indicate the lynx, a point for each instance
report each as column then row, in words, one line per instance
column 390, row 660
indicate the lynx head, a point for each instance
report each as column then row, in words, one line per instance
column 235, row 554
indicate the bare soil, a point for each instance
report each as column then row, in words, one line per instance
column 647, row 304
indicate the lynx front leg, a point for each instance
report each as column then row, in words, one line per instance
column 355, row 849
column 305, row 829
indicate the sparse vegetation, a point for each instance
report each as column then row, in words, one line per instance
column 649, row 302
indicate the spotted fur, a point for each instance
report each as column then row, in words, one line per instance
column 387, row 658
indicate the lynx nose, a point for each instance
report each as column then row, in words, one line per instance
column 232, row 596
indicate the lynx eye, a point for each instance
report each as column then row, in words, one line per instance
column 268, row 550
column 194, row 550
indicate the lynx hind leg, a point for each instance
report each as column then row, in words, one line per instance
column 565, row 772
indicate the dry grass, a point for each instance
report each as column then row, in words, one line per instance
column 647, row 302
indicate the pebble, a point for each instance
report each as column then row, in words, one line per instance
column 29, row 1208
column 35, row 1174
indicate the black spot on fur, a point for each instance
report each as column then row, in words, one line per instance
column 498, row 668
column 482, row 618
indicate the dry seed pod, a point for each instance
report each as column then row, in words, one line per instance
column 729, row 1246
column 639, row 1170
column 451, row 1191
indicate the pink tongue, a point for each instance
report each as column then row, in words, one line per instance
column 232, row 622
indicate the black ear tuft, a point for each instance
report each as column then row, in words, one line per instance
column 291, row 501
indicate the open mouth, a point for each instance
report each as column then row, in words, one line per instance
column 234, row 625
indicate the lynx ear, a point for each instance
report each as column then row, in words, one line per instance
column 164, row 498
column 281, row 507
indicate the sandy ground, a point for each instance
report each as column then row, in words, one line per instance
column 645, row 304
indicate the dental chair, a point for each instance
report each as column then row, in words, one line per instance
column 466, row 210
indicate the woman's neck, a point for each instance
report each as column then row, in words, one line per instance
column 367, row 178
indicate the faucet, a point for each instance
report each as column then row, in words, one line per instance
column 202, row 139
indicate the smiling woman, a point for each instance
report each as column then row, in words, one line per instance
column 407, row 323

## Stated goal
Rewrite the stretch of the records from the line containing "indicate the dry seed" through the line containing "column 232, row 622", changing "pink tongue" to "red tongue" and leaving everything else as it is. Give only those lines.

## Expected output
indicate the dry seed pod, a point for each instance
report each as column then row, in words, one line per instance
column 729, row 1246
column 639, row 1170
column 451, row 1191
indicate the red tongue, a point for each instance
report each as column then row, in words, one line per instance
column 232, row 622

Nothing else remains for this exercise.